• [GIVEN PASSAGE]
Editor's Choice Award
Our Editor's Choice award goes to products that dramatically exceed expectations for performance, value, or cutting-edge design.
The Epson Home Cinema 4010 is the latest in Epson's line of 4K-compliant projectors that rely on pixel-shifting technology with native 1080p LCD imagers to deliver "4K Enhanced" resolution. Over time, Epson has progressively closed any visible gap between its pixel-shifted 1080p and other manufacturer's 4K-resolution projectors, and the 4010 is significant in its introduction of 4K PRO-UHD, a group of advancements that includes a new algorithm said to deliver on-screen results that equal or even exceed projectors rated at 4K (some of which also rely on pixel-shifting). We can't argue with this claim, as the resolution and detail observed from the 4010, aided by its 15-element glass lens, is tremendously sharp and dimensional, and suffers no observable smearing or other artifacts to call attention to the pixel-shifting or suggest the projector isn't full 4K.

• [TASK DATA]
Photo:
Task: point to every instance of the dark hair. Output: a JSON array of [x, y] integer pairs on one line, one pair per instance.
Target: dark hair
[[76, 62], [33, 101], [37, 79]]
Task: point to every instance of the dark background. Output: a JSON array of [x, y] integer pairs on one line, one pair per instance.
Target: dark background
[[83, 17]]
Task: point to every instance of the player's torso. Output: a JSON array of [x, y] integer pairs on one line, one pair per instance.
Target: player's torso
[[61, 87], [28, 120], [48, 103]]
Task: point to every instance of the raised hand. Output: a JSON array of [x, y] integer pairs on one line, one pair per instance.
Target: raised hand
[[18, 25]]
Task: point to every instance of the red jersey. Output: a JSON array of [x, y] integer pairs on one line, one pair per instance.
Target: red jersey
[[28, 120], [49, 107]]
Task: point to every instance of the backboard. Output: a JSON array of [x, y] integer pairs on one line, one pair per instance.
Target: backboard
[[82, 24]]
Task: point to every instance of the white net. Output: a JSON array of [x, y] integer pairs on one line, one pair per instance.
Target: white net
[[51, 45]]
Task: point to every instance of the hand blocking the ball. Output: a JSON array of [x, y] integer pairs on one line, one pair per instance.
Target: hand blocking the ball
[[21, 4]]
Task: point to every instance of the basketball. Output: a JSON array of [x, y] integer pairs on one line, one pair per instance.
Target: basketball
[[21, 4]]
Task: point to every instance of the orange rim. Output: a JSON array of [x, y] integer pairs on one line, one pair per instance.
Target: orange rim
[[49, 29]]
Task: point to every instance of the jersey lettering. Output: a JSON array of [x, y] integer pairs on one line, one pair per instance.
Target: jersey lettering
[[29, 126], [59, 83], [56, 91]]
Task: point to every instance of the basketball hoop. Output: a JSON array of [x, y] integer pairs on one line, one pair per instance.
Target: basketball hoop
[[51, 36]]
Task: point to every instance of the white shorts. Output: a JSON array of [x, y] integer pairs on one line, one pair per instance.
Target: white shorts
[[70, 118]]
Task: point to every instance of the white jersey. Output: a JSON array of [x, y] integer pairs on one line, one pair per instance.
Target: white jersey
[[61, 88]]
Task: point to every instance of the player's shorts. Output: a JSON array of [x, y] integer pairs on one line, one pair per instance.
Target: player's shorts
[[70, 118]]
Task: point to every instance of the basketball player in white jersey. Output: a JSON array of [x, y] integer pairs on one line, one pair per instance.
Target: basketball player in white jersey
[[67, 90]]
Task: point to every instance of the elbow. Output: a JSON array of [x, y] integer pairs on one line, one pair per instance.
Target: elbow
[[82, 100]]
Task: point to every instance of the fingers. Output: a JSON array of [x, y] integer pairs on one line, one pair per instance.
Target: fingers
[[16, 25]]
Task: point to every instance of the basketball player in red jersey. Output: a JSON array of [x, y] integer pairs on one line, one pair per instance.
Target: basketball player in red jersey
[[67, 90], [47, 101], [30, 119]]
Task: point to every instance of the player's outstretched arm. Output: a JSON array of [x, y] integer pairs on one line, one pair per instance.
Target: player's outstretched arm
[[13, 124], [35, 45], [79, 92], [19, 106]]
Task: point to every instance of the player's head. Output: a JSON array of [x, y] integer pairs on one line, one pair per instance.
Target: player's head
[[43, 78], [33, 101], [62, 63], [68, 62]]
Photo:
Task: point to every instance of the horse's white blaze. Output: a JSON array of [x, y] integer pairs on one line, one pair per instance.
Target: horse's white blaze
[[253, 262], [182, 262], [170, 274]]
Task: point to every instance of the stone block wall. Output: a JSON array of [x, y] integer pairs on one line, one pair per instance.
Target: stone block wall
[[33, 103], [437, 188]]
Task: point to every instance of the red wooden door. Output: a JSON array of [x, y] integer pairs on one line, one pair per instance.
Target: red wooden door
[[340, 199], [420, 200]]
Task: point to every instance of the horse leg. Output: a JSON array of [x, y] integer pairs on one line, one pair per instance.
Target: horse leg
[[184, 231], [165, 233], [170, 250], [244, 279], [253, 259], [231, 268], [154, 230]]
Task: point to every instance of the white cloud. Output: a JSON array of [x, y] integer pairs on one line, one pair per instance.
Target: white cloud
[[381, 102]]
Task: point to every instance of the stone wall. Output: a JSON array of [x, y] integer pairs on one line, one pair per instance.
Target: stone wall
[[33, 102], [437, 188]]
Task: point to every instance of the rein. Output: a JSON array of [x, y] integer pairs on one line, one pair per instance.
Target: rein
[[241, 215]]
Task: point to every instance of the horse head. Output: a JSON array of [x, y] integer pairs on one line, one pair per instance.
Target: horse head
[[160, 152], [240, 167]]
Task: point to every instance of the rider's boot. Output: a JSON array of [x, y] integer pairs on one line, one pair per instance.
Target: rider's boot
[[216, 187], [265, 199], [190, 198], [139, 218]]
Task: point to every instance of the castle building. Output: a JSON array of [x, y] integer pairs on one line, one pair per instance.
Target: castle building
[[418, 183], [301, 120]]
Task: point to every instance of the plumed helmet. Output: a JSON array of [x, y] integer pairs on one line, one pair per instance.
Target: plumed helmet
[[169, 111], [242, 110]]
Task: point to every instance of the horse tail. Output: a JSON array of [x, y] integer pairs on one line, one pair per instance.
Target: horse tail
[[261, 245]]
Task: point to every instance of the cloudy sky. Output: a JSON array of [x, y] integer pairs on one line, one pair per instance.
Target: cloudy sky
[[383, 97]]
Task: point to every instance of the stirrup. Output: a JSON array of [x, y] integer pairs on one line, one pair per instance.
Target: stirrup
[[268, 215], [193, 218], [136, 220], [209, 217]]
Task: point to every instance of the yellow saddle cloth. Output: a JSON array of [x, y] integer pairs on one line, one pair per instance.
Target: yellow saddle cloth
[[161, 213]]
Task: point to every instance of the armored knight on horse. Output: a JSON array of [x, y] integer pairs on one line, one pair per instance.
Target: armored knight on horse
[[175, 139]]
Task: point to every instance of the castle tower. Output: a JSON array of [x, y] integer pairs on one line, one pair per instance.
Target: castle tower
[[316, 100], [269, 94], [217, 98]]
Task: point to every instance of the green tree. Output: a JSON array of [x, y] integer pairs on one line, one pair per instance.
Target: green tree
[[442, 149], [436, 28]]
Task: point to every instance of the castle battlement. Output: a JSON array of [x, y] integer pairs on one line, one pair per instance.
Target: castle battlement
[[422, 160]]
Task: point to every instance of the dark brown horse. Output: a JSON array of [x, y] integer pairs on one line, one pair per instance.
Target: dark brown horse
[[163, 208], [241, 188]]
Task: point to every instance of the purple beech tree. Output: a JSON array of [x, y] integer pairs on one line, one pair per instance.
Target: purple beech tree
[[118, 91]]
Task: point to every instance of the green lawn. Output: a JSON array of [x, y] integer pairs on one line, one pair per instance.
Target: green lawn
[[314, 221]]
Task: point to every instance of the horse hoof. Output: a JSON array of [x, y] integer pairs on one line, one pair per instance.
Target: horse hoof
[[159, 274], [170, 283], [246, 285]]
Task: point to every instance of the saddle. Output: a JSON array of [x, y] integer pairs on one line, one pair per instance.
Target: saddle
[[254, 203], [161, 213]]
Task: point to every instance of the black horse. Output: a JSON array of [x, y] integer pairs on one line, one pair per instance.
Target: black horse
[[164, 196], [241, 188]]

• [WRITTEN INSTRUCTION 1] Decide whether each statement agrees with the review of the Epson Home Cinema 4010, answering yes or no and quoting the words of the review that settle it. (a) The 4010 uses native 1080p LCD imagers. (b) The 4010 has a 12-element glass lens. (c) Some smearing from the pixel-shifting was observed on the 4010.
• [WRITTEN INSTRUCTION 2] In the rows, rename "player's head" to "athlete's head" in everything from the line containing "Task: point to every instance of the player's head." down to the line containing "[[43, 78], [33, 101], [62, 63], [68, 62]]", and return only those lines with nothing else changed.

• [CORRECT RESPONSE 1]
(a) Yes: "rely on pixel-shifting technology with native 1080p LCD imagers"
(b) No: "aided by its 15-element glass lens"
(c) No: "suffers no observable smearing or other artifacts to call attention to the pixel-shifting"

• [CORRECT RESPONSE 2]
Task: point to every instance of the athlete's head. Output: a JSON array of [x, y] integer pairs on one line, one pair per instance.
Target: athlete's head
[[43, 78], [33, 101], [62, 63], [68, 62]]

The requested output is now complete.